Aufgabenstellung —
Beantworte zum Bericht über den Schülerbesuch bei Stromnetz Hamburg jede Frage kurz:
1. Wie viele Schüler aus Internationalen Vorbereitungsklassen sind an diesem Vormittag dabei?
2. Was ist laut Manfred Meyer das Schlimmste in der Elektrotechnik?
3. Womit zeigt Thorsten Michels im Hochspannungsprüffeld Experimente?

(M)integrations-Schüler besuchen Stromnetz Hamburg

03.03.2017

Kunststoffkabel schmirgeln, mit Spiritus entfetten, eine Endabschlusskappe aufschrumpfen: Schon das Glossar eines Kabelkurses hat es in sich, vor allem, wenn man erst seit 18 Monaten Deutsch lernt. Aber das hindert Ahmed nicht, sich zu melden, als Ausbildungsleiter Manfred Meyer fragt: „Wer hat Traute, wer möchte?“ Problem nur, alle anderen trauen sich auch und Ahmed muss sich hinten anstellen. Er ist einer von neun Schülern aus Internationalen Vorbereitungsklassen, die an diesem Vormittag praktische Einblicke in die Ausbildung und Arbeitsabläufe bei dem Netzbetreiber Stromnetz Hamburg bekommen sollen. Da wollen sich Meyer und sein Team nicht lumpen lassen und stellen Kabel, Brenner und Warmschrumpfkappen bereit: „Wir möchten, dass ihr mal so ein Kabel wasserdicht macht“, so die Aufgabenstellung.

Immer locker aus dem Handgelenk

Wenn das Kabel in die feuchte Hamburger Erde kommen soll, verwenden die Stromnetz Techniker zusätzlich Kleber: „Nichts ist schlimmer in der Elektrotechnik als Wasser“, betont Meyer. Ahmed schmirgelt, spült mit Spiritus und entscheidet sich dann für die Kappe mit Kleber: „Die braucht aber ein bisschen mehr Wärme“, so der Ausbildungsleiter. Der 18-Jährige hält die Flamme dicht an die Kappe, das Material fängt an einer Stelle an zu räuchern: „Lieber zehn Zentimeter zurück und immer schön aus dem Handgelenk, die Wärme muss überall hinkommen“, rät der Profi. Als sich die Kappe wie eine zweite Haut um das Kabel gelegt hat, wärmt Ahmed noch einmal nach, bis der Kleber austritt: „Jetzt ist es sauber und dicht, da müssen wir uns überhaupt keine Sorgen machen“, lobt Meyer.

Wasserdicht und lichterloh

Im Lichte der Erkenntnis

Ahmeds Zwillingsschwester Brwj hat Hände und das von ihr bearbeitete Kabelstück bereits gesäubert, jetzt zeigt sie es ihrem Bruder. „Das ist eigentlich nicht mein Ding“, erklärt die junge Kurdin lachend. Aber es sei trotzdem toll, dabei zu sein und alles auszuprobieren: „Ich möchte mehr wissen über so viele Sachen“, so die Schülerin der Stadtteilschule am Hafen. Mehr lernen, alles selbst mal ausprobieren, neue Erkenntnisse gewinnen, das gilt für alle Teilnehmer, die sich für das Projekt (M)integration angemeldet haben. Es will MINT*-affine Zuwanderer und technisch ausgerichtete Unternehmen zusammenbringen. „Ich habe jetzt verstanden“, sagt Xiaotang begeistert, als Elektrotechniker Thorsten Michels im Hochspannungsprüffeld extra für die Schüler ein paar Experimente mit Lichtbögen und Oberflächenentladung zeigt.

Einträge —

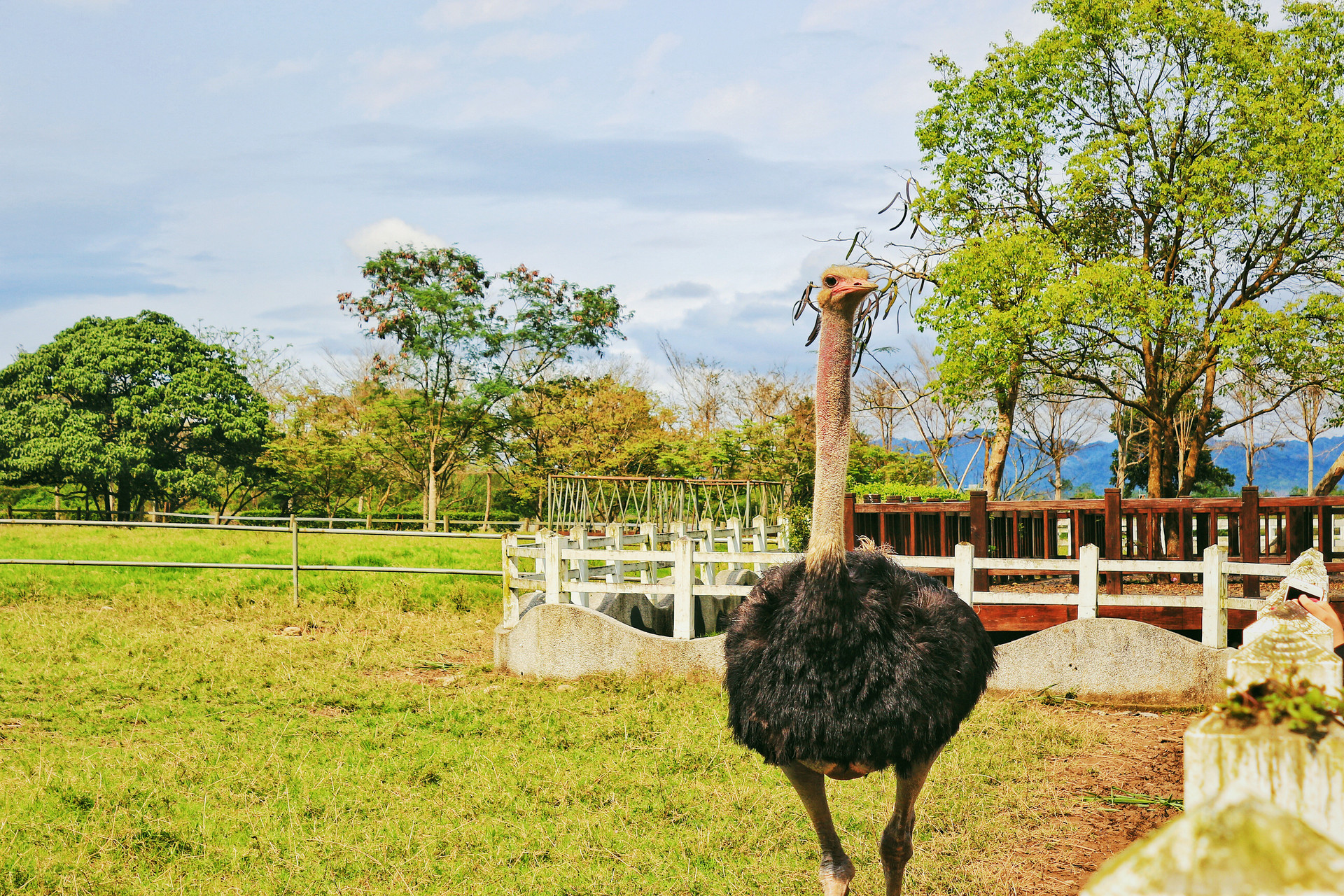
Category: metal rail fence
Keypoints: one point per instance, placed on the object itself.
(293, 528)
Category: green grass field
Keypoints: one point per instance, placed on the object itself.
(158, 734)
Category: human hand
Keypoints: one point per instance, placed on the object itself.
(1326, 613)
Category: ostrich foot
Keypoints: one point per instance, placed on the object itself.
(836, 868)
(895, 849)
(898, 836)
(836, 876)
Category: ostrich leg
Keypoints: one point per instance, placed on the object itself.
(898, 837)
(836, 868)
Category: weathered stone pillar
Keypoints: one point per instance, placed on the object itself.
(1300, 773)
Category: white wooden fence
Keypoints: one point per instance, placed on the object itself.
(565, 573)
(635, 562)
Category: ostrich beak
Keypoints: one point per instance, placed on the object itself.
(858, 289)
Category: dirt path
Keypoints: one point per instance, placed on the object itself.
(1142, 754)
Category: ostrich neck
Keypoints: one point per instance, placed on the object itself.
(835, 351)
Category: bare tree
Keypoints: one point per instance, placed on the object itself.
(916, 394)
(1124, 422)
(702, 384)
(1250, 397)
(762, 397)
(1058, 426)
(876, 397)
(1307, 416)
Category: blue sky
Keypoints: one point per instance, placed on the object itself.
(233, 163)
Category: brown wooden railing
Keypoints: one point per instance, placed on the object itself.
(1254, 528)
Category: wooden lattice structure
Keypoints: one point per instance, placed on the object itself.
(601, 500)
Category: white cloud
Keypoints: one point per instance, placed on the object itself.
(534, 48)
(652, 58)
(836, 15)
(507, 99)
(89, 4)
(460, 14)
(397, 76)
(286, 67)
(388, 232)
(750, 111)
(238, 74)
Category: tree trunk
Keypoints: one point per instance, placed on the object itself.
(1332, 477)
(1310, 463)
(430, 493)
(996, 457)
(487, 520)
(1156, 460)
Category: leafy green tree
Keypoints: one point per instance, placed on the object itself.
(587, 426)
(986, 312)
(463, 352)
(1183, 159)
(128, 410)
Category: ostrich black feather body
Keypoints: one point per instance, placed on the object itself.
(870, 664)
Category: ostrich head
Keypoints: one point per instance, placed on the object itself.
(843, 289)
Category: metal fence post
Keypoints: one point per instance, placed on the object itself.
(1089, 580)
(293, 554)
(964, 571)
(683, 625)
(554, 567)
(1215, 597)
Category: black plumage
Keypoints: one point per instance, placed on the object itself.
(867, 666)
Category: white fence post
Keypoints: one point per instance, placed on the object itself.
(616, 531)
(508, 545)
(293, 554)
(1089, 580)
(648, 570)
(734, 539)
(708, 548)
(758, 542)
(1215, 598)
(683, 567)
(964, 571)
(554, 567)
(580, 540)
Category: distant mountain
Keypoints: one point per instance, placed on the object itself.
(1278, 469)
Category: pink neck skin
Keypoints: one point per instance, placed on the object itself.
(835, 352)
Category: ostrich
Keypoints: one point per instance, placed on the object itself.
(846, 663)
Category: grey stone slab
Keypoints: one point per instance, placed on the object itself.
(1119, 662)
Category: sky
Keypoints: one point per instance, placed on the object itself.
(234, 163)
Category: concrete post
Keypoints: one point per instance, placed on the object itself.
(1089, 580)
(554, 567)
(1215, 598)
(964, 571)
(683, 621)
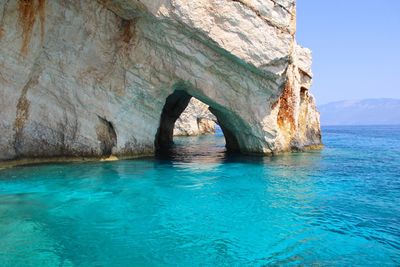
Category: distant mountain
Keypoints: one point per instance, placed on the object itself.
(361, 112)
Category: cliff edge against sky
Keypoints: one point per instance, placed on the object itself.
(95, 78)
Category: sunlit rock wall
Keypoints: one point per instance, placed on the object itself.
(90, 78)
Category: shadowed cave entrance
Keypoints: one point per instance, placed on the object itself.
(174, 105)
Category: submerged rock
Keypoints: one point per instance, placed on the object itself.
(94, 78)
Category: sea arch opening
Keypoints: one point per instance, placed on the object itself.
(174, 106)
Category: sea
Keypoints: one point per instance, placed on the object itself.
(200, 206)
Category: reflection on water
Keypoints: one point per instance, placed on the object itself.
(200, 206)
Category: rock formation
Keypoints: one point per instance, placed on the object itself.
(93, 78)
(196, 119)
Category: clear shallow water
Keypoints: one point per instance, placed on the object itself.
(337, 207)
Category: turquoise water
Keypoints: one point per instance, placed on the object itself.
(200, 207)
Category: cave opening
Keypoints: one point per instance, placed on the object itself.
(185, 115)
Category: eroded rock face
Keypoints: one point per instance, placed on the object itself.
(65, 64)
(196, 119)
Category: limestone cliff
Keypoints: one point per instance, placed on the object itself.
(94, 78)
(196, 119)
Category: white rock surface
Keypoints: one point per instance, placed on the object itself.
(196, 119)
(90, 78)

Lösung —
1. Neun Schüler.
2. Wasser.
3. Mit Lichtbögen und Oberflächenentladung.